■ Text for analysis:
┄┄┄┄┄┄┄┄┄┄┄┄┄┄┄┄┄┄┄┄

Story written by Jordan Meier.
COLUMBIA — Stefie Sylvanog grew up surrounded by addiction.
Her mother was addicted to K2 and other drugs. Her stepfather was addicted to alcohol. She grew up without a lot of money.
“Addictions around here are easy to come by and hard to break,” said Sylvanog, 29, as she smoked a cigarette outside the women’s shelter where she lives.
Sitting at a picnic table outside St. Francis House, Sylvanog, who uses the name professionally for her photography business, said she is clean now except for the cigarettes, but she used to be addicted to the prescription drug Adderall.
According to the U.S. Department of Health and Human Services, one out of 10 Americans making less than $20,000 a year struggle with addiction. For many, the lack of money correlates to a lack of access to affordable treatment, which can create a barrier to overcoming addiction.
As she lights her fifth cigarette, Sylvanog tells the story of her addiction. When she was younger, doctors had her take extremely high doses of Adderall to control her ADHD. They started out giving her normal doses of the medication, but when her body stopped responding to it, the doctors just kept increasing the dosage. At one point she said she was taking 650 mg of the medication a day. According to the Food and Drug Administration, a normal dose of Adderall for children is 30 mg.
“250 mg in the morning, 150 mg in the afternoon, and 250 at night. You do the math,” she said.
When Sylvanog first tried to get off the medication, she went through major withdrawls and only lasted one week before she was forced by her father and grandparents to start taking it again, she said.
“Do I blame them? Yes. They couldn’t see that I was a child who didn’t need this s— in my system,” she said.
After moving in with her mom, Sylvanog said she continued to struggle with the addiction for years and even overdosed a few times.
“I was crying out for help and people were seeing it, but they didn’t know what to do,” she said.
Sylvanog said the only reason she was eventually able to get the treatment she needed was because she was under 18 and qualified for Medicaid. After signing up for Medicaid, Sylvanog went to a doctor and started getting off the pills. Once she was off Adderall, she went to a Boys and Girls home where she got therapy to work through some of the trauma she had experienced as a child.
“They saved my life,” Sylvanog said of her time at the Boys and Girls home.
If she were to need addiction treatment now, however, she would have a difficult time paying for it. Medicaid primarily covers adults with disabilities and low-income children and their parents in Missouri. She can’t afford private insurance.
Missouri does provide funding for treatment centers statewide, so patients without private insurance can get help. The majority of that funding historically has come from Medicaid. However, last year the Missouri Department of Mental Health added a new program called PR+, or Primary Recovery Plus.
“PR+ programs were largely modeled after the CSTAR General Population Programs but do not have some of the services available in CSTAR. It offers a full continuum of services within multiple levels of care to assist individuals without Medicaid coverage,” said Debra Walker from the state’s department of mental health.
Comprehensive Substance Treatment and Rehabilitation (CSTAR) is the state’s Medicaid substance abuse treatment program.

┄┄┄┄┄┄┄┄┄┄┄┄┄┄┄┄┄┄┄┄

■ Excerpted data:

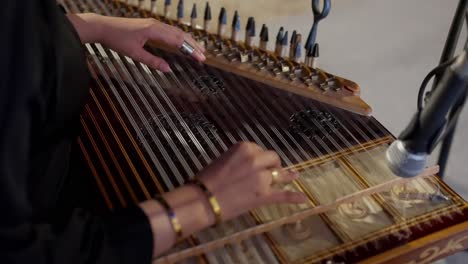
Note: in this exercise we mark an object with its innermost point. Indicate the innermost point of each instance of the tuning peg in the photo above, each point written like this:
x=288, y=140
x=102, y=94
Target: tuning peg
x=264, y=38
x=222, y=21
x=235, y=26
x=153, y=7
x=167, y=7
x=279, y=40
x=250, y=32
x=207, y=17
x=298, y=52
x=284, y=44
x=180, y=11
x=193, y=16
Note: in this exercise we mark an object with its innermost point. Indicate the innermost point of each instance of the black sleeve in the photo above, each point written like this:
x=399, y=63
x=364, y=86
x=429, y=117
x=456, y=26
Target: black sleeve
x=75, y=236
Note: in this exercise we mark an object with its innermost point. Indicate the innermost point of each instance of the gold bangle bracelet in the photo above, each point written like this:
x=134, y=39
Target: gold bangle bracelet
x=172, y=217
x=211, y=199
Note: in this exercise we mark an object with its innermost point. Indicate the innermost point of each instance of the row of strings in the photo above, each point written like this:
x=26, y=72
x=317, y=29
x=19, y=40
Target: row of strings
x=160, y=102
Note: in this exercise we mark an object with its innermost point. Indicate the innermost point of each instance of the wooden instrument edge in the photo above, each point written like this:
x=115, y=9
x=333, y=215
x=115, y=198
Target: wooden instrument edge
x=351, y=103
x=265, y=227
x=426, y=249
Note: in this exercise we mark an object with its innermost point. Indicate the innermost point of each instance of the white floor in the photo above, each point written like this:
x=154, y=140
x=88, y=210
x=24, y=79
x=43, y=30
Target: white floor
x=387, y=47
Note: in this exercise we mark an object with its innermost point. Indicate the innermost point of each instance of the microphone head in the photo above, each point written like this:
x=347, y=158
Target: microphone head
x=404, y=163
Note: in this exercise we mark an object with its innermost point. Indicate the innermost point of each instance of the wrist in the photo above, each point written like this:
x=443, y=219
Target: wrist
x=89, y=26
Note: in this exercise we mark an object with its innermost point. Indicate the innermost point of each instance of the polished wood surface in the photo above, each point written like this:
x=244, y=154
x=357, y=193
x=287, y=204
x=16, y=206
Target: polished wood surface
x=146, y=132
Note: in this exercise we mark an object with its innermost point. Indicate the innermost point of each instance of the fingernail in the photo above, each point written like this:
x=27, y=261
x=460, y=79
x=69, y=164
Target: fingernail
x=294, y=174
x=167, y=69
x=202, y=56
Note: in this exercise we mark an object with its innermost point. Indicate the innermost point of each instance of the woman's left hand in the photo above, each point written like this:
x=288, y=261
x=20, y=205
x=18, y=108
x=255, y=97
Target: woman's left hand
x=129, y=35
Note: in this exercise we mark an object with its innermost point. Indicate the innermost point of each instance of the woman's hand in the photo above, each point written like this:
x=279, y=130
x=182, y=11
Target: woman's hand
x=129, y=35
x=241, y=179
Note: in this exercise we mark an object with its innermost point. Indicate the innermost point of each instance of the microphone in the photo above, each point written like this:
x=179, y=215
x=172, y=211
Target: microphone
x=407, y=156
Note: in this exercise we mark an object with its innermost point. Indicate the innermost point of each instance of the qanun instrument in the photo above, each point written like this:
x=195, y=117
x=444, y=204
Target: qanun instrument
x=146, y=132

┄┄┄┄┄┄┄┄┄┄┄┄┄┄┄┄┄┄┄┄

■ Work task 1: According to the addiction article, what is a normal dose of Adderall for children?
■ Work task 2: Print the part of the addiction article that opens with the words containing "Her mother was" and closes with "where she lives.".
■ Work task 3: Proceed with the addiction article from the point where it stops.
None of the rows are needed here.

■ Exercise output 1: A normal dose of Adderall for children is 30 mg, according to the Food and Drug Administration.

■ Exercise output 2:
Her mother was addicted to K2 and other drugs. Her stepfather was addicted to alcohol. She grew up without a lot of money.
“Addictions around here are easy to come by and hard to break,” said Sylvanog, 29, as she smoked a cigarette outside the women’s shelter where she lives.

■ Exercise output 3:
Despite this, experts interviewed for this article as well as those in the state’s department of mental health agreed that treatment is still hard to come by for people without insurance.
“There are usually more individuals needing treatment than treatment providers can serve,” Walker said.
“The services are effective, there just isn’t enough of them,” said Denis McCarthy, a MU psychology professor specializing in alcohol addiction.
To Sylvanog, the solution is simple.
“Make treatment more available to those who need it and want it. That’s the key, people who want it,” she said. “Give people means to end the cycle.”
In Sylvanog’s experience, the closest thing a person without medical insurance gets to treatment is when he or she overdoses on drugs and goes to the hospital. Then the person can get clean and sober for a few days before being sent back out onto the streets.
“(The hospital) gives fare for a cab service and that’s about it. They have 4-5 days of sobriety and then they are back out on the streets doing the same s—,” Sylvanog said.
Americans who make more than $20,000 per year are less likely to be addicted to drugs or alcohol — about 7 percent of people with higher incomes are addicted to drugs compared to the 10 percent of people in the lowest income bracket, according to the U.S. Department of Health and Human Services.
But people aren’t more likely to be addicted simply because they’re poor, Walker said.
“There is a correlation between household income and substance-use disorders. This is a complex relationship and a correlation does not mean that one causes another,” said Walker, adding that transportation can also be a challenge for people who don’t live close to treatment centers.
Even though portions of people in poverty do struggle with addiction, many of them want to get help, they just don’t know how to get it, said Sylvanog.
Central Missouri Community Action is working to solve that problem in Columbia. As part of the community outreach agency’s efforts to alleviate poverty in mid-Missouri, the organization helps people find treatment for addictions if they need it.
“People (in poverty) want more,” said Angela Hirsch, the agency’s community services director. “It’s simply an issue of not knowing how to get there.”